▶ **Photo-based referring expression data**
▬▬▬▬▬▬▬▬▬▬
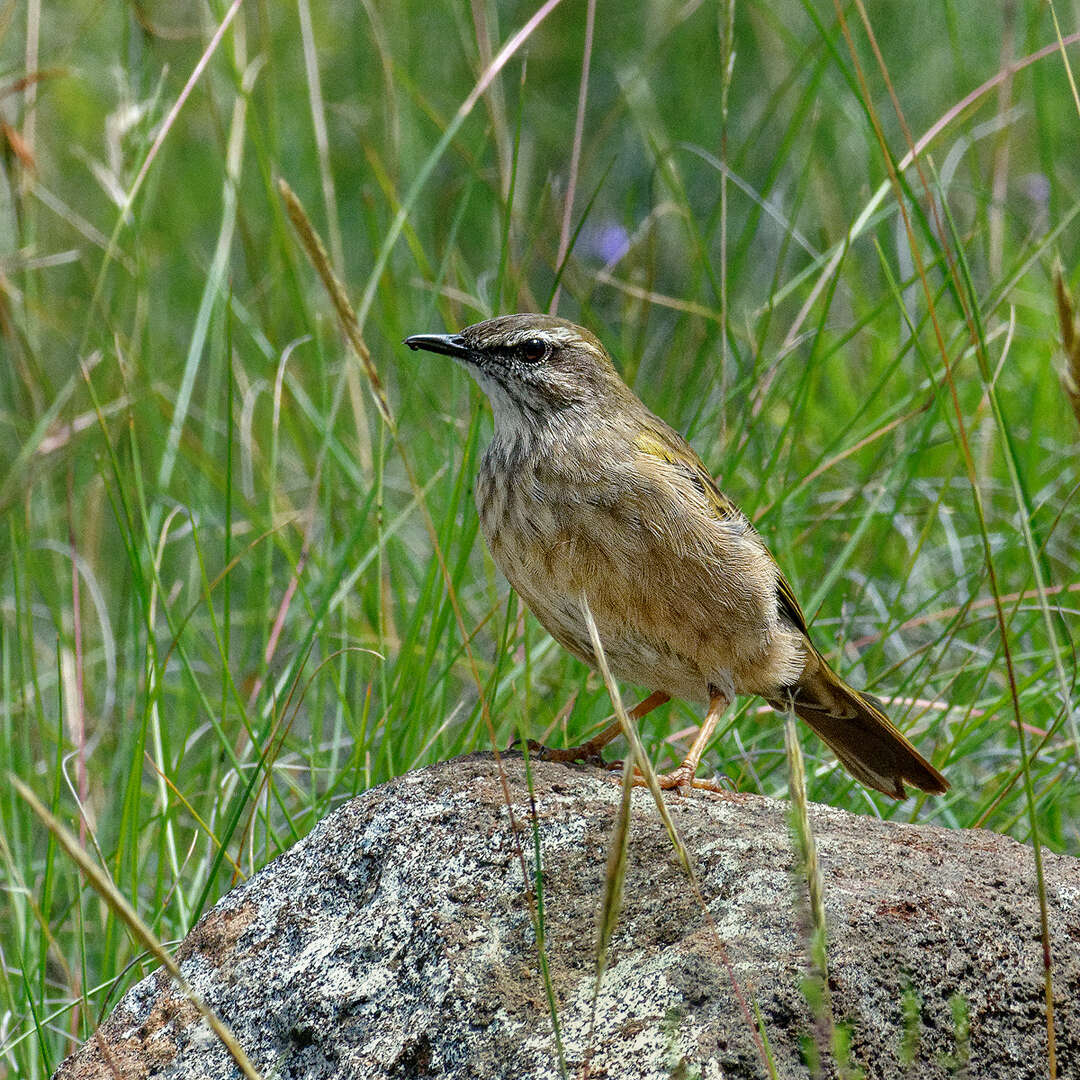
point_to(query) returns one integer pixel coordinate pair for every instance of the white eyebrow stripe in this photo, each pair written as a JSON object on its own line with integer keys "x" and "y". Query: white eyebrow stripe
{"x": 556, "y": 335}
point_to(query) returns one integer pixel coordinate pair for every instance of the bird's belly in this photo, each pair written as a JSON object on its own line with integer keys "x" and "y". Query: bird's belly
{"x": 666, "y": 621}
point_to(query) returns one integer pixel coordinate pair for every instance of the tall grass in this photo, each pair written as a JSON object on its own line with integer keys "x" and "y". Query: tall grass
{"x": 221, "y": 611}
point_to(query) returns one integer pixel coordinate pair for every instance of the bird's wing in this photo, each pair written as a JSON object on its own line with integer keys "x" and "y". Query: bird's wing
{"x": 662, "y": 446}
{"x": 665, "y": 445}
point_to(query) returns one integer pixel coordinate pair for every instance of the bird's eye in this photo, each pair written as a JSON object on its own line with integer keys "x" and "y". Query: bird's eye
{"x": 534, "y": 350}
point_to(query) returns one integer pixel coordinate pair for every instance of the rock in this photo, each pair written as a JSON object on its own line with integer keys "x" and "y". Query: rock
{"x": 396, "y": 941}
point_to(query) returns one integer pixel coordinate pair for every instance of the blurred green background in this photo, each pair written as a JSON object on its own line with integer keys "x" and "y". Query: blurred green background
{"x": 220, "y": 612}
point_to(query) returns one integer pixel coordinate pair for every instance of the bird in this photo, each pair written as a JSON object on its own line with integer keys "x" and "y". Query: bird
{"x": 585, "y": 498}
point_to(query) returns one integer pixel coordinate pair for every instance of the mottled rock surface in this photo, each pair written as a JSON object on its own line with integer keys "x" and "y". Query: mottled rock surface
{"x": 395, "y": 941}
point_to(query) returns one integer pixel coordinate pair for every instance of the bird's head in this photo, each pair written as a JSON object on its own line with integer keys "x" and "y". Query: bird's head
{"x": 534, "y": 368}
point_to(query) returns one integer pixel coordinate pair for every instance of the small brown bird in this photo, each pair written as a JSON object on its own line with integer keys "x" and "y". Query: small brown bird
{"x": 583, "y": 491}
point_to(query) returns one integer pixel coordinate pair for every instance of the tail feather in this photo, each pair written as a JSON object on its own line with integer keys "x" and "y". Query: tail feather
{"x": 854, "y": 726}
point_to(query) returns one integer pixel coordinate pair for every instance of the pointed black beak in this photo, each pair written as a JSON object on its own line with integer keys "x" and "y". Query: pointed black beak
{"x": 448, "y": 345}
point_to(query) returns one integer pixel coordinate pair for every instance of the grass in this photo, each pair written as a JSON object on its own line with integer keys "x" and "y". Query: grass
{"x": 221, "y": 611}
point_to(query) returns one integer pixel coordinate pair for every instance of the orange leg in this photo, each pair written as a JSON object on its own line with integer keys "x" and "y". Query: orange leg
{"x": 685, "y": 777}
{"x": 591, "y": 751}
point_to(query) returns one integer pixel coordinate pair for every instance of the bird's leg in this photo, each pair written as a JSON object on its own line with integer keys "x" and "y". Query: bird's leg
{"x": 591, "y": 751}
{"x": 685, "y": 777}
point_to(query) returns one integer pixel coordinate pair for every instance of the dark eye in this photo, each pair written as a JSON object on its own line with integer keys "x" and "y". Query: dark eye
{"x": 534, "y": 350}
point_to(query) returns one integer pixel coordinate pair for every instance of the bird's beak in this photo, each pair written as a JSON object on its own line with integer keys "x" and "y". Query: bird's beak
{"x": 448, "y": 345}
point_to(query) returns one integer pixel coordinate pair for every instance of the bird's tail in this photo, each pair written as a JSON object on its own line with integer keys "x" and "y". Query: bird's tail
{"x": 853, "y": 724}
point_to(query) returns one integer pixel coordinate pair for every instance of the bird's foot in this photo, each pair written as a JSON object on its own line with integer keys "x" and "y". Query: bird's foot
{"x": 680, "y": 780}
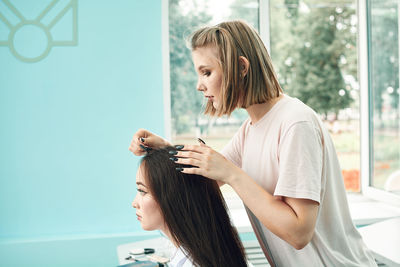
▬▬▬▬▬▬▬▬▬▬
▶ **TASK PROMPT**
Only the words belong in your copy: restate the data above exactly and leave the images out.

▶ **EXPECTED ANSWER**
point_to(query) returns one integer pixel coordinate pair for every instance of the white eyebrow stripe in this photo, each pair written as a JSON object on its own line with integer keys "x" and "y". Query: white eyebrow stripe
{"x": 556, "y": 335}
point_to(query) returns one integer pixel coordinate pair for every instance of the bird's belly in this photo, each pair written as a JSON object on its own line with integer keys "x" and "y". Query: bird's belly
{"x": 666, "y": 621}
point_to(query) returns one integer pixel coordinate pair for every instance of the tall grass in this photo, each pair written as a JSON object on its own line with integer keys "x" and "y". Query: tall grass
{"x": 221, "y": 611}
point_to(query) returns one integer pixel coordinate pair for every instance of the bird's wing in this photo, each pair written as a JSON object on its own line with integer keys "x" and "y". Query: bird's wing
{"x": 662, "y": 446}
{"x": 665, "y": 445}
point_to(query) returns one integer pixel coordinate pair for every instance of the bird's eye in this photo, each pair written as a JSON object on its own line with integer keys "x" and "y". Query: bird's eye
{"x": 534, "y": 350}
point_to(query) returns one integer pixel coordinate pair for every instance of the rock in this photo, each pair written as a JSON object on its own line with integer keys "x" and "y". Query: rock
{"x": 396, "y": 941}
point_to(query) returns one integer pixel coordinate pair for every instance of the blurred green background in this photo, each pair written as a JSON object on its own line with integer keys "x" and "y". Query: blurred green background
{"x": 220, "y": 612}
point_to(query) returns one integer pixel coordinate pair for every instance of the bird in this photo, each pair written as a JSON object on its own line with integer keys "x" and "y". Query: bird
{"x": 585, "y": 498}
point_to(query) returns one integer pixel coordinate pair for every instance of the mottled rock surface in this photo, each pair written as a JSON object on its own line with integer keys "x" and "y". Query: mottled rock surface
{"x": 395, "y": 941}
point_to(query) returns one integer pixel coordinate pair for every instance of the bird's head in this photo, each pair written as a JSON object on its own line with integer keys "x" and "y". Query: bird's head
{"x": 534, "y": 368}
point_to(query) returns one integer pixel coordinate pair for every instance of the small brown bird in this photo, each pair written as a JSON object on its own line with integer keys "x" and "y". Query: small brown bird
{"x": 583, "y": 491}
point_to(query) returns one integer pixel coordinate pair for every instance of the tail feather in this photo, each pair written as a JSON object on its own line with integer keys "x" and "y". Query: tail feather
{"x": 854, "y": 726}
point_to(query) returns one integer pixel coordinate pair for every instance of the pointed black beak in this photo, each pair written as a JSON object on its own line with integer keys "x" and "y". Query: pointed black beak
{"x": 448, "y": 345}
point_to(query) returns one integer pixel coordinate pair for every instance of the grass in this photo, each pair written as a JSON object on its own line with integer keys "x" and "y". Query: grass
{"x": 221, "y": 611}
point_to(query) returns one integer pixel coordinate pair for every instance of the orange leg in this photo, each pair written as a JSON object on its own line with integer keys "x" and "y". Query: orange leg
{"x": 685, "y": 777}
{"x": 591, "y": 751}
point_to(query) returns one integer pixel coordinate pair for every instance of the bird's leg in this photo, each pair written as a JSON object on its own line with integer keys "x" and "y". Query: bird's leg
{"x": 591, "y": 751}
{"x": 685, "y": 777}
point_to(query) returns one integer pixel coordinate pair for every instance of the dark eye in this photo, each pair written as a JSON object on its own line with integer keys "x" and "y". Query: dark eye
{"x": 534, "y": 350}
point_to(query) returns one integer pixel coordinate pair for every instance of the bird's beak in this photo, each pair written as a JSON object on its own line with integer keys "x" and "y". Query: bird's beak
{"x": 448, "y": 345}
point_to(query) returns one integer pixel coordinate pair for every instance of the bird's tail in this photo, each pair written as a JSON object on its own line with integer keys "x" and "y". Query: bird's tail
{"x": 853, "y": 724}
point_to(query) returns one integer pixel coordinate pair for every instance of the bird's foot in this photo, each pair written as a JSON object on its own line with integer keys "x" and "y". Query: bird's foot
{"x": 680, "y": 780}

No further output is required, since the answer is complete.